M. Paradis (Brome-Missisquoi): Mais, sur les questions administratives, il y aurait peut-être...

M. Harguindeguy: Non, mais, sur les questions de droit au moins, que les gens aient le droit de faire valoir leur point de vue. Et le projet de loi ne prévoit pas cela.

M. Paradis (Brome-Missisquoi): Non, pas dans sa forme actuelle, je suis d'accord avec vous. Au bas de la page, vous mentionnez: "D'autant plus que le projet de loi fait en sorte que toute autre association intéressée ne pourrait dorénavant plus intervenir lors du processus, cette possibilité étant limitée selon les dispositions du projet de loi uniquement à l'association en cause." Nous tenons à vous rassurer que nous prenons bonne note de cet élément.

__Données fournies__
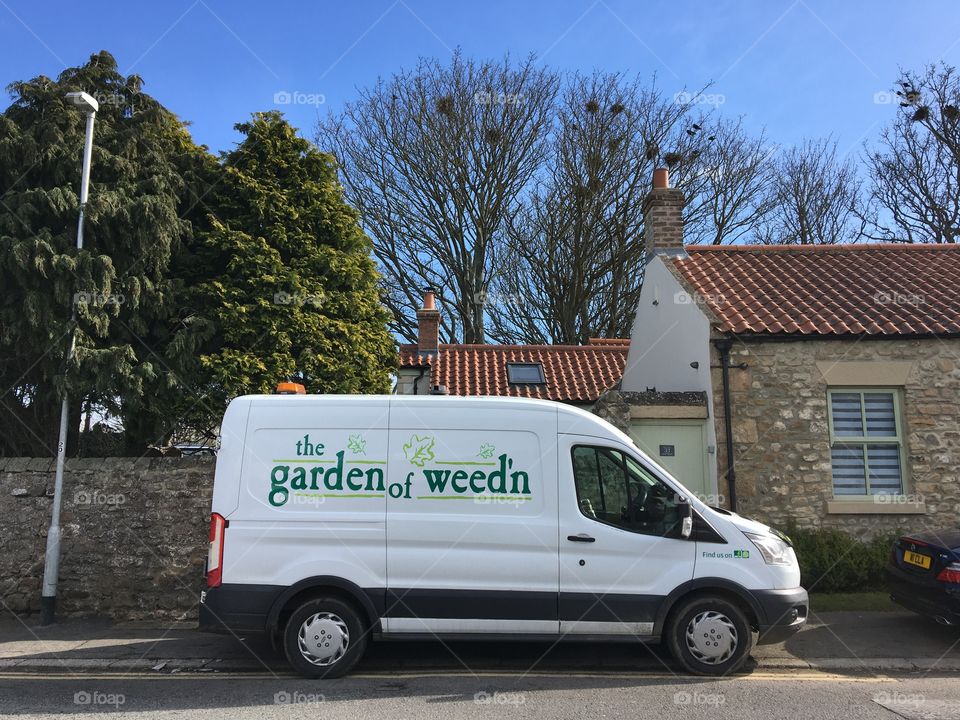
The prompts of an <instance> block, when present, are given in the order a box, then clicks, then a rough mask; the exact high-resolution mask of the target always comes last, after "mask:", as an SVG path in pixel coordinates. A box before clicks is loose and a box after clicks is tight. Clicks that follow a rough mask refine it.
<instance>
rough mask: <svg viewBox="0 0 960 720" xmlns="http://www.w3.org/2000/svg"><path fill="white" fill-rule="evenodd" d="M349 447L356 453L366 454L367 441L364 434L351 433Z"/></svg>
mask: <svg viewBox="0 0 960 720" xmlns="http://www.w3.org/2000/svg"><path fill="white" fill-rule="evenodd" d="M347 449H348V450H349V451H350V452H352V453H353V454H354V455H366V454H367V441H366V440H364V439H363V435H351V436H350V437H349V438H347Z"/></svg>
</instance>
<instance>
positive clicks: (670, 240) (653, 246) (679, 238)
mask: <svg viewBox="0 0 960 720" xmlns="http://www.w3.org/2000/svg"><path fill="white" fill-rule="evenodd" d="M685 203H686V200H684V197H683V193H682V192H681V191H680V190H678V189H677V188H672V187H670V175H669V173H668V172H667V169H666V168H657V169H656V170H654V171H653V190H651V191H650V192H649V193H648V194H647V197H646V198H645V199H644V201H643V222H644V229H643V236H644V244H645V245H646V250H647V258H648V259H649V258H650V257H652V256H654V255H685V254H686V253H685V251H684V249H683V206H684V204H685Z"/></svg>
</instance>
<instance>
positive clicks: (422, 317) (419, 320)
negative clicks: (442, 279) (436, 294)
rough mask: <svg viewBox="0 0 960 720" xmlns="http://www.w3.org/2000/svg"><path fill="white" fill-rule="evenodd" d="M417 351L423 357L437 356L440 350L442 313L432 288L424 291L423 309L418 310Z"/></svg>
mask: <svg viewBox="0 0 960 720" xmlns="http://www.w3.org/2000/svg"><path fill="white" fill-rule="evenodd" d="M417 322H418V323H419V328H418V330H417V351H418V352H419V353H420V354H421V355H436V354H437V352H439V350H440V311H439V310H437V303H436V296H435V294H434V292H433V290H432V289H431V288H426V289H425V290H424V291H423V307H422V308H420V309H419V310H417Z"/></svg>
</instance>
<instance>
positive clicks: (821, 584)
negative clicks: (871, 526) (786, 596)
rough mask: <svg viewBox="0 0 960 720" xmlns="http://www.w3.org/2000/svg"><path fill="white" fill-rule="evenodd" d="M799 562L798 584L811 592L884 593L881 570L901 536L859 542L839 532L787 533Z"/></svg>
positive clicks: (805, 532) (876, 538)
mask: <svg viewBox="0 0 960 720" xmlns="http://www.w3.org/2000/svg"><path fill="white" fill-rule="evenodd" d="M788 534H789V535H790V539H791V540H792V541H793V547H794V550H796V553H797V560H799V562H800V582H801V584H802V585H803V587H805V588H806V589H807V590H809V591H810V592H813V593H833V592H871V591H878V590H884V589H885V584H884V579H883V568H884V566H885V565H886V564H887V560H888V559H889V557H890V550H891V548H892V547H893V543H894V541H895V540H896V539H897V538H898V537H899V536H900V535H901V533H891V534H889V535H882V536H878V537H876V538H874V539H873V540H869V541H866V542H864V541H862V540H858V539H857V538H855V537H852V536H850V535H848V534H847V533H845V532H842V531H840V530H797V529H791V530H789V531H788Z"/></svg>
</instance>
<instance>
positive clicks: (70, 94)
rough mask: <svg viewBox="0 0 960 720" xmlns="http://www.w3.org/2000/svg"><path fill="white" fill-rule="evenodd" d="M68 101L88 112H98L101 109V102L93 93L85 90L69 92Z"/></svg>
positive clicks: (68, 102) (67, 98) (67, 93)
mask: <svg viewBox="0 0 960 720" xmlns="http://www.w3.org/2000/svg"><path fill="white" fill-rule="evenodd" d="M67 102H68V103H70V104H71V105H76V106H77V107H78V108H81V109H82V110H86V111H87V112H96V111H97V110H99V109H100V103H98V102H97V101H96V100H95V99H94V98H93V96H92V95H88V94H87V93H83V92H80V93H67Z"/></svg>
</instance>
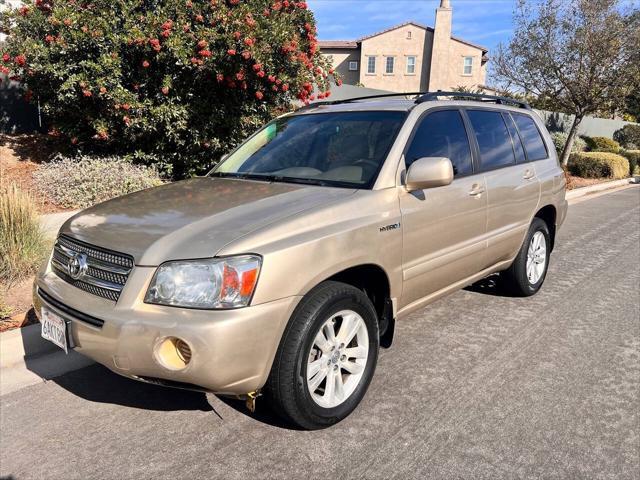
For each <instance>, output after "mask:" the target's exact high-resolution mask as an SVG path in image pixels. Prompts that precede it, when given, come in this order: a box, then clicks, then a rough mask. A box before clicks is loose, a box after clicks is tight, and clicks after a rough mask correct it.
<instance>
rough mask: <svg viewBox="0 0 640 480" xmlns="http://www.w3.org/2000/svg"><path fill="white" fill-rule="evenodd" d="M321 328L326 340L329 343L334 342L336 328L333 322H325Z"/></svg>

__Travail demandé__
[a] Reproduisez intégralement, sans rien y changer, le texte sur le projet de loi.
[b] Relevez chaque ligne des enregistrements qui contient la chaîne « positive ». La casse doit être respectée.

__Corrigé__
[a]
M. Paradis (Brome-Missisquoi): Mais, sur les questions administratives, il y aurait peut-être...

M. Harguindeguy: Non, mais, sur les questions de droit au moins, que les gens aient le droit de faire valoir leur point de vue. Et le projet de loi ne prévoit pas cela.

M. Paradis (Brome-Missisquoi): Non, pas dans sa forme actuelle, je suis d'accord avec vous. Au bas de la page, vous mentionnez: "D'autant plus que le projet de loi fait en sorte que toute autre association intéressée ne pourrait dorénavant plus intervenir lors du processus, cette possibilité étant limitée selon les dispositions du projet de loi uniquement à l'association en cause." Nous tenons à vous rassurer que nous prenons bonne note de cet élément.

[b]
positive clicks: (670, 240) (653, 246) (679, 238)
positive clicks: (422, 317) (419, 320)
positive clicks: (821, 584)
positive clicks: (805, 532) (876, 538)
positive clicks: (70, 94)
positive clicks: (68, 102) (67, 98) (67, 93)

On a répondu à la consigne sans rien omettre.